Your goal:
Count the lines of the material below that contain the string "positive", matching case exactly, and give only the number.

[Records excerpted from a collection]

______

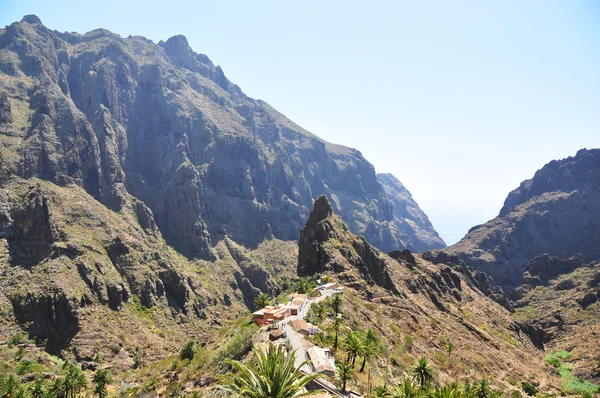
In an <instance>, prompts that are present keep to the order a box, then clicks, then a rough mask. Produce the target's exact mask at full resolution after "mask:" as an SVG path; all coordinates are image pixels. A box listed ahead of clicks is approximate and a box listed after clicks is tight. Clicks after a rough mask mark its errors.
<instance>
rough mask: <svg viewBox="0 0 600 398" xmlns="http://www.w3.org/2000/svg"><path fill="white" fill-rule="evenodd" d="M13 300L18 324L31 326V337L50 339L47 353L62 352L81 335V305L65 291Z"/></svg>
mask: <svg viewBox="0 0 600 398" xmlns="http://www.w3.org/2000/svg"><path fill="white" fill-rule="evenodd" d="M11 301H12V307H13V312H14V315H15V318H16V319H17V321H18V322H19V323H21V324H24V325H28V326H27V331H28V332H29V336H30V337H31V338H34V339H35V340H36V341H38V342H40V343H41V342H42V341H44V340H47V341H46V349H47V350H48V352H51V353H53V354H58V353H60V351H61V350H62V349H64V348H65V347H67V346H68V344H69V342H70V341H71V339H72V338H73V337H74V336H75V335H76V334H77V332H79V315H78V310H79V306H80V303H79V302H77V301H76V299H74V298H73V297H68V296H67V295H66V294H65V293H64V292H60V291H54V292H48V293H44V294H33V293H27V294H24V295H14V296H12V298H11Z"/></svg>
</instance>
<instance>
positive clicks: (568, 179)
mask: <svg viewBox="0 0 600 398" xmlns="http://www.w3.org/2000/svg"><path fill="white" fill-rule="evenodd" d="M445 251H446V252H447V253H450V254H458V255H459V256H460V258H461V259H463V260H464V261H465V262H466V263H467V264H469V265H471V266H473V267H476V268H479V269H481V270H483V271H485V272H487V273H489V274H490V275H492V277H493V278H494V280H495V281H496V282H497V283H499V284H500V285H501V286H503V287H504V289H505V291H509V290H510V289H512V288H514V287H516V286H518V285H519V284H520V283H521V279H522V275H523V271H525V269H526V267H527V266H528V264H529V263H530V261H532V260H533V259H534V258H535V257H537V256H539V255H541V254H544V253H547V254H549V255H550V256H555V257H558V258H563V259H565V258H569V257H572V256H575V255H577V254H580V255H581V260H582V261H583V262H586V263H587V262H590V261H594V260H598V259H600V150H599V149H591V150H586V149H582V150H580V151H579V152H577V154H576V155H575V156H573V157H569V158H567V159H563V160H554V161H552V162H550V163H548V164H547V165H545V166H544V167H543V168H542V169H540V170H538V171H537V172H536V174H535V176H534V177H533V178H532V179H531V180H527V181H524V182H523V183H521V185H520V186H519V188H517V189H516V190H514V191H512V192H511V193H510V194H509V195H508V197H507V199H506V201H505V203H504V207H503V208H502V210H501V211H500V214H499V216H498V217H496V218H495V219H493V220H491V221H489V222H487V223H485V224H482V225H478V226H476V227H474V228H472V229H471V230H470V231H469V233H468V234H467V236H465V237H464V238H463V239H462V240H461V241H460V242H458V243H457V244H456V245H453V246H451V247H449V248H448V249H446V250H445Z"/></svg>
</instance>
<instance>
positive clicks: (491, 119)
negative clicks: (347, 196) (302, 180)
mask: <svg viewBox="0 0 600 398" xmlns="http://www.w3.org/2000/svg"><path fill="white" fill-rule="evenodd" d="M84 4H85V5H84ZM31 13H33V14H36V15H38V16H39V17H40V18H41V20H42V22H43V23H44V24H45V25H46V26H48V27H49V28H52V29H56V30H59V31H77V32H81V33H83V32H86V31H89V30H91V29H94V28H99V27H103V28H106V29H109V30H111V31H113V32H116V33H119V34H121V35H122V36H128V35H130V34H134V35H142V36H146V37H147V38H149V39H152V40H154V41H159V40H161V39H163V40H165V39H167V38H169V37H170V36H173V35H175V34H180V33H181V34H184V35H185V36H186V37H187V38H188V41H189V43H190V45H191V46H192V48H193V49H194V50H195V51H196V52H200V53H204V54H207V55H208V56H209V57H210V58H211V59H212V60H213V62H215V63H216V64H219V65H221V66H222V67H223V70H224V71H225V74H226V75H227V76H228V77H229V78H230V79H231V80H232V81H233V82H235V83H237V84H238V85H239V86H240V87H241V88H242V90H244V91H245V92H246V94H248V95H250V96H252V97H254V98H260V99H263V100H265V101H267V102H269V103H270V104H271V105H273V106H274V107H275V108H276V109H278V110H279V111H281V112H282V113H284V114H285V115H287V116H288V117H289V118H291V119H292V120H294V121H295V122H297V123H298V124H300V125H301V126H303V127H305V128H306V129H308V130H310V131H312V132H313V133H315V134H317V135H319V136H321V137H323V138H324V139H326V140H328V141H331V142H334V143H338V144H343V145H347V146H351V147H354V148H357V149H359V150H360V151H362V153H363V154H364V155H365V157H366V158H367V159H369V160H370V161H371V162H372V163H373V164H374V165H375V168H376V169H377V171H378V172H391V173H393V174H394V175H396V176H397V177H398V178H399V179H400V180H401V181H402V182H403V183H404V184H405V185H406V186H407V188H408V189H409V190H410V191H411V192H412V193H413V196H414V197H415V199H416V200H417V201H418V203H419V204H420V205H421V207H422V208H423V209H424V210H425V212H426V213H427V214H428V215H429V216H430V218H431V220H432V222H433V224H434V226H435V227H436V229H437V230H438V231H439V232H440V234H441V235H442V237H443V238H444V239H445V240H446V242H448V243H453V242H455V241H457V240H458V239H460V238H461V237H462V236H463V235H464V234H465V233H466V232H467V230H468V229H469V228H470V227H471V226H473V225H476V224H480V223H482V222H485V221H487V220H489V219H491V218H493V217H494V216H496V215H497V213H498V211H499V210H500V208H501V206H502V203H503V201H504V199H505V197H506V195H507V194H508V192H509V191H510V190H512V189H514V188H516V187H517V186H518V184H519V183H520V182H521V181H522V180H524V179H526V178H529V177H531V176H532V175H533V173H534V172H535V171H536V170H537V169H538V168H540V167H541V166H543V165H544V164H545V163H547V162H548V161H550V160H551V159H555V158H563V157H567V156H569V155H574V154H575V152H576V151H577V150H578V149H579V148H583V147H587V148H591V147H600V0H595V1H594V0H589V1H578V0H564V1H553V0H539V1H536V0H528V1H520V0H519V1H516V0H515V1H510V0H509V1H506V0H502V1H501V0H498V1H495V2H491V1H458V0H457V1H435V2H427V1H410V2H409V1H387V2H384V1H381V2H377V1H370V2H366V1H361V2H355V1H348V0H346V1H281V0H280V1H267V0H261V1H248V0H244V1H224V0H219V1H217V0H215V1H201V0H196V1H176V0H171V1H151V0H147V1H130V0H120V1H112V0H109V1H94V2H89V4H88V2H85V1H75V0H71V1H66V0H64V1H63V0H52V1H48V0H43V1H27V0H18V1H17V0H12V1H11V0H0V25H2V26H3V25H7V24H9V23H11V22H13V21H18V20H20V19H21V18H22V16H23V15H25V14H31Z"/></svg>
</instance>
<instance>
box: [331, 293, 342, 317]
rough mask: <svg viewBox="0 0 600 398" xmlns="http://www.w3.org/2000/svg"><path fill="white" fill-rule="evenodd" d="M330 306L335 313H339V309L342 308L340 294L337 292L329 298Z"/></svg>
mask: <svg viewBox="0 0 600 398" xmlns="http://www.w3.org/2000/svg"><path fill="white" fill-rule="evenodd" d="M331 308H332V309H333V312H335V313H336V314H339V313H340V309H341V308H342V296H341V295H339V294H335V295H334V296H333V297H332V299H331Z"/></svg>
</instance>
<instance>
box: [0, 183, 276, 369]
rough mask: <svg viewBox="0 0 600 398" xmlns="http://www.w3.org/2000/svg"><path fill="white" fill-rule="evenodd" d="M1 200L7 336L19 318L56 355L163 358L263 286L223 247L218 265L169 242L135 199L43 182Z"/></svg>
mask: <svg viewBox="0 0 600 398" xmlns="http://www.w3.org/2000/svg"><path fill="white" fill-rule="evenodd" d="M0 197H1V199H2V200H1V203H2V207H1V210H0V234H1V236H2V239H1V240H0V244H1V251H0V275H1V277H0V308H1V313H2V316H1V317H0V335H1V336H9V335H11V334H13V333H14V332H15V331H17V330H18V328H16V327H15V324H17V325H19V326H21V327H23V328H24V329H25V331H27V332H28V333H29V337H30V338H32V339H34V340H35V341H36V342H37V343H38V344H41V345H43V346H45V348H46V349H47V350H48V351H49V352H51V353H54V354H63V355H65V356H73V357H74V358H75V359H78V360H80V361H91V360H92V358H94V357H95V356H96V355H98V357H99V358H101V359H102V361H103V362H107V363H111V362H114V364H115V366H124V367H129V366H130V365H131V364H132V358H133V357H134V355H135V352H136V351H137V350H142V351H143V355H144V357H145V358H146V359H148V360H149V359H152V358H160V356H161V355H164V350H174V349H175V348H176V347H178V346H179V345H180V344H182V342H184V341H186V340H187V339H189V338H190V337H197V336H203V335H206V334H208V333H209V331H210V329H211V328H212V327H214V326H217V325H220V324H222V323H223V322H226V321H227V319H232V318H235V317H237V316H239V314H241V313H244V312H245V311H247V308H246V307H245V306H244V305H243V303H244V302H245V301H250V302H251V301H252V298H253V294H255V291H257V289H256V287H254V286H253V285H252V283H251V282H250V279H249V278H248V277H247V276H246V275H248V276H249V277H250V278H252V276H251V275H250V273H249V272H248V271H247V270H246V269H247V268H248V267H247V265H248V264H240V265H239V266H238V263H237V262H236V261H235V260H234V259H233V258H232V255H231V254H229V253H230V251H229V250H228V248H227V247H225V245H223V244H221V245H218V246H217V247H216V251H217V252H218V253H219V260H217V261H216V262H214V263H211V262H207V261H203V260H196V261H193V262H192V261H189V260H187V259H186V258H185V257H183V256H181V255H180V254H178V253H176V252H175V251H174V250H172V249H171V248H169V247H168V246H167V245H166V244H165V242H164V241H163V240H162V238H161V235H160V232H159V231H158V229H157V228H156V226H155V225H154V223H153V222H152V214H151V212H150V211H149V210H148V209H147V208H146V207H145V206H144V205H143V204H142V203H141V202H139V201H137V200H136V199H134V198H132V197H131V196H129V195H124V196H123V200H124V201H123V203H122V206H121V211H120V212H119V213H116V212H113V211H111V210H109V209H107V208H106V207H104V206H103V205H102V204H101V203H99V202H97V201H96V200H94V199H93V198H92V197H91V196H90V195H89V194H88V193H87V192H86V191H85V190H83V189H82V188H80V187H77V186H75V185H69V186H66V187H58V186H57V185H54V184H52V183H50V182H47V181H42V180H37V179H30V180H26V181H24V180H20V179H14V180H12V181H11V182H9V183H7V184H5V185H4V186H3V187H2V189H1V190H0ZM263 282H267V283H268V280H267V281H263ZM247 296H249V297H247ZM114 347H117V349H116V351H115V349H114Z"/></svg>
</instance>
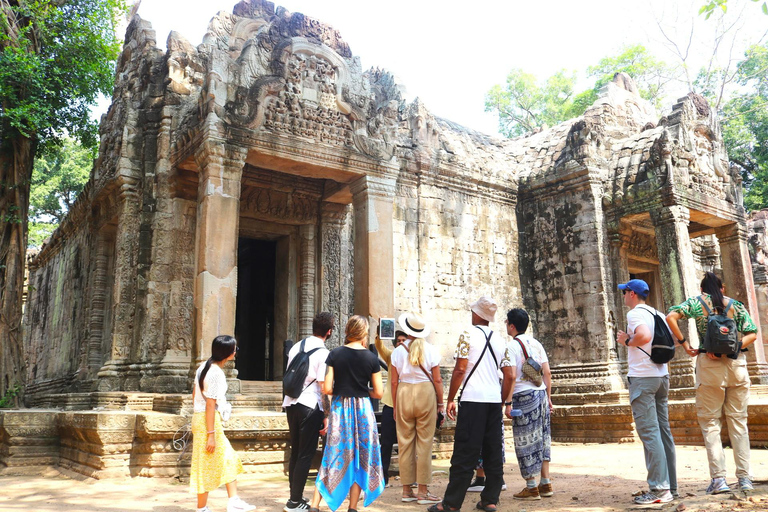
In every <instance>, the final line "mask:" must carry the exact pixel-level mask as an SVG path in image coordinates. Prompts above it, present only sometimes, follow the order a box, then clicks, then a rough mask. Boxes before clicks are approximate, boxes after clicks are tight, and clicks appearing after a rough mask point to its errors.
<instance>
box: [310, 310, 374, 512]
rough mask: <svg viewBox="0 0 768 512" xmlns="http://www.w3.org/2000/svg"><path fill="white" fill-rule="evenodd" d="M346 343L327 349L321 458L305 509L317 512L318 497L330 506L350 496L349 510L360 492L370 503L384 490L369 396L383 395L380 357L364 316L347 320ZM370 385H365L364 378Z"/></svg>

______

Answer area:
2